■ **Условие задания**: Перепишите все строки ниже, заменив «Find and box» на «Locate and outline» и ничего больше не меняя.

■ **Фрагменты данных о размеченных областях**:
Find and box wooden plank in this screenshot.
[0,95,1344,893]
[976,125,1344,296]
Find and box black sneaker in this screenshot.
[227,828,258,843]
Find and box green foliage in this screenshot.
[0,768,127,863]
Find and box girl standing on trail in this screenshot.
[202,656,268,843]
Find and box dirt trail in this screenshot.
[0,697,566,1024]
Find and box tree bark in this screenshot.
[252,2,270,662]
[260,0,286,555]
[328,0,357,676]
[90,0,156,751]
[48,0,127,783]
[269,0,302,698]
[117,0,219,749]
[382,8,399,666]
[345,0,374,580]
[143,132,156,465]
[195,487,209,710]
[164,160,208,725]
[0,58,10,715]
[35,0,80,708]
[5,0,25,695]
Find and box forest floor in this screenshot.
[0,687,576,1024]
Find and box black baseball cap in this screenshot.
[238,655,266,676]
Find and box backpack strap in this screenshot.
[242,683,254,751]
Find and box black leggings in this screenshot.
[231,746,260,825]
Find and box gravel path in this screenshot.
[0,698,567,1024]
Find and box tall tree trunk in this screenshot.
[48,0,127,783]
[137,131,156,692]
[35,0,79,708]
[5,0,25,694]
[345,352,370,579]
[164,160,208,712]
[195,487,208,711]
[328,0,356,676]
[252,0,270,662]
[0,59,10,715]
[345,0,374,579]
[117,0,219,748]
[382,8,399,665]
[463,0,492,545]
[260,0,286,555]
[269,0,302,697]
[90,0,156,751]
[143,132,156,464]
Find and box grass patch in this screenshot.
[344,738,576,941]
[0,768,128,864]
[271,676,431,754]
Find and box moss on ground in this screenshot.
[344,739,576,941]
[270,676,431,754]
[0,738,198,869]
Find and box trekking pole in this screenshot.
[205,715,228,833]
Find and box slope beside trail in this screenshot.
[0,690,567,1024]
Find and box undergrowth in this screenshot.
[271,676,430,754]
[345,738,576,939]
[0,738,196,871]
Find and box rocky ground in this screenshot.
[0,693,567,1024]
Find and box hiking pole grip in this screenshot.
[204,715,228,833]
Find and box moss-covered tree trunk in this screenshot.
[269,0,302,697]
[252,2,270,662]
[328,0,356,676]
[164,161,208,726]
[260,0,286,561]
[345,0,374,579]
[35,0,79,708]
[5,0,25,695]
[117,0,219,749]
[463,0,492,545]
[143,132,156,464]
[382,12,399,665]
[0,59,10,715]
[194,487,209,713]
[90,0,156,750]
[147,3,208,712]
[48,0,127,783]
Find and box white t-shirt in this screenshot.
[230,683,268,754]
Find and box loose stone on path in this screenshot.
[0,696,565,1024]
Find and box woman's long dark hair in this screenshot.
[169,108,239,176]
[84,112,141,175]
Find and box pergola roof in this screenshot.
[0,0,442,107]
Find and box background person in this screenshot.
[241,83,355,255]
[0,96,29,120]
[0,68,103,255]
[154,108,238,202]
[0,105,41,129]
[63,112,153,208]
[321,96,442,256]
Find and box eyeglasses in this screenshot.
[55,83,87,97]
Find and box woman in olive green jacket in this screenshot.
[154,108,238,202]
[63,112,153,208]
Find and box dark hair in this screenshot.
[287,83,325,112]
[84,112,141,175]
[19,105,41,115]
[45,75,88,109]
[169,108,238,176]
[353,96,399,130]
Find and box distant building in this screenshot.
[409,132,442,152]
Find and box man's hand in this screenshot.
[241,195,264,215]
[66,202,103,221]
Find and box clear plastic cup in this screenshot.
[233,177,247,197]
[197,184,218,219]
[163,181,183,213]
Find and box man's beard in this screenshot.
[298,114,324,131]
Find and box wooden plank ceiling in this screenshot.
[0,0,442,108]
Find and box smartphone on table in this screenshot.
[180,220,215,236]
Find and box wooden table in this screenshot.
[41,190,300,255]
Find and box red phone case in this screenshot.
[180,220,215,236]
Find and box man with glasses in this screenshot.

■ **Результат выполнения**:
Locate and outline wooden plank in this screenshot.
[0,95,1344,893]
[976,125,1344,296]
Locate and outline black sneaker in this screenshot.
[227,828,258,843]
Locate and outline green foliage in this screenshot.
[0,768,127,863]
Locate and outline girl standing on trail in this screenshot.
[202,656,268,843]
Locate and outline dirt trail in this screenshot.
[0,697,566,1024]
Locate and outline tree bark in this screenshot.
[252,2,270,662]
[260,0,286,555]
[328,0,357,676]
[90,0,156,751]
[48,0,127,783]
[269,0,302,698]
[117,0,219,749]
[382,8,399,666]
[345,0,374,580]
[143,132,156,465]
[195,487,209,710]
[164,160,208,725]
[0,58,10,715]
[35,0,80,708]
[5,0,25,695]
Locate and outline forest floor in this screenshot.
[0,687,576,1024]
Locate and outline black baseball cap in this screenshot.
[238,655,266,676]
Locate and outline backpack strap in this screenshot.
[242,683,254,751]
Locate and outline black leggings in this screenshot.
[231,746,260,825]
Locate and outline gravel path in this screenshot.
[0,698,567,1024]
Locate and outline tall tree trunk in this screenshot.
[48,0,127,783]
[137,131,156,692]
[35,0,79,708]
[5,0,25,694]
[345,352,370,579]
[164,160,208,712]
[195,487,208,711]
[328,0,356,676]
[252,0,270,662]
[0,59,10,715]
[345,0,374,579]
[117,0,219,748]
[382,8,399,665]
[463,0,492,545]
[260,0,286,555]
[269,0,302,697]
[90,0,156,751]
[143,132,156,464]
Locate and outline grass patch in this screenshot.
[344,738,576,941]
[0,768,128,864]
[271,676,431,754]
Locate and outline moss on ground in this screenshot.
[344,739,576,941]
[270,676,431,754]
[0,738,198,869]
Locate and outline trekking pole in this screenshot.
[205,715,228,833]
Locate and outline slope beside trail in this screenshot.
[0,690,567,1024]
Locate and outline undergrowth in this screenshot.
[271,676,430,754]
[345,738,576,939]
[0,738,196,871]
Locate and outline rocky ground in this screenshot.
[0,693,567,1024]
Locate and outline hiking pole grip in this screenshot.
[204,715,228,833]
Locate and outline moss-covered tree trunk in this screenshot.
[269,0,302,697]
[252,2,270,662]
[328,0,356,676]
[164,161,208,726]
[260,0,286,561]
[345,0,374,579]
[35,0,79,708]
[5,0,25,695]
[117,0,219,749]
[463,0,492,545]
[143,132,156,464]
[382,12,399,665]
[0,59,10,715]
[194,487,209,713]
[90,0,156,750]
[147,3,208,712]
[48,0,127,783]
Locate and outline white t-shirt in this screenshot.
[230,683,268,754]
Locate and outline loose stone on path in this screenshot.
[0,696,565,1024]
Locate and outline woman's long dark hair in this screenshot.
[169,108,239,176]
[84,112,141,175]
Locate and outline pergola roof in this screenshot.
[0,0,442,107]
Locate and outline background person in this screenshot.
[241,83,355,255]
[0,96,29,120]
[0,68,103,255]
[154,108,238,202]
[0,105,41,129]
[63,112,153,208]
[321,96,442,256]
Locate and outline eyeglasses in this screenshot.
[55,83,87,97]
Locate and outline woman in olive green jacket in this screenshot.
[154,108,238,202]
[63,112,153,208]
Locate and outline dark hair in this screenshot.
[287,83,325,112]
[84,112,141,175]
[19,105,41,115]
[45,75,88,109]
[169,108,238,176]
[353,96,399,130]
Locate and outline distant building in this screenshot.
[409,132,442,152]
Locate and outline man's hand in this screenshot.
[241,195,264,215]
[66,202,103,221]
Locate and outline clear plastic cup in this screenshot.
[233,177,247,197]
[197,184,218,219]
[163,181,183,213]
Locate and outline man's beard in this screenshot.
[298,114,324,131]
Locate and outline wooden plank ceiling in this screenshot.
[0,0,442,108]
Locate and outline smartphone on table in this screenshot.
[180,220,215,236]
Locate and outline wooden table in this screenshot.
[41,190,300,255]
Locate and outline red phone case in this screenshot.
[180,220,215,236]
Locate and outline man with glasses in this screenshot.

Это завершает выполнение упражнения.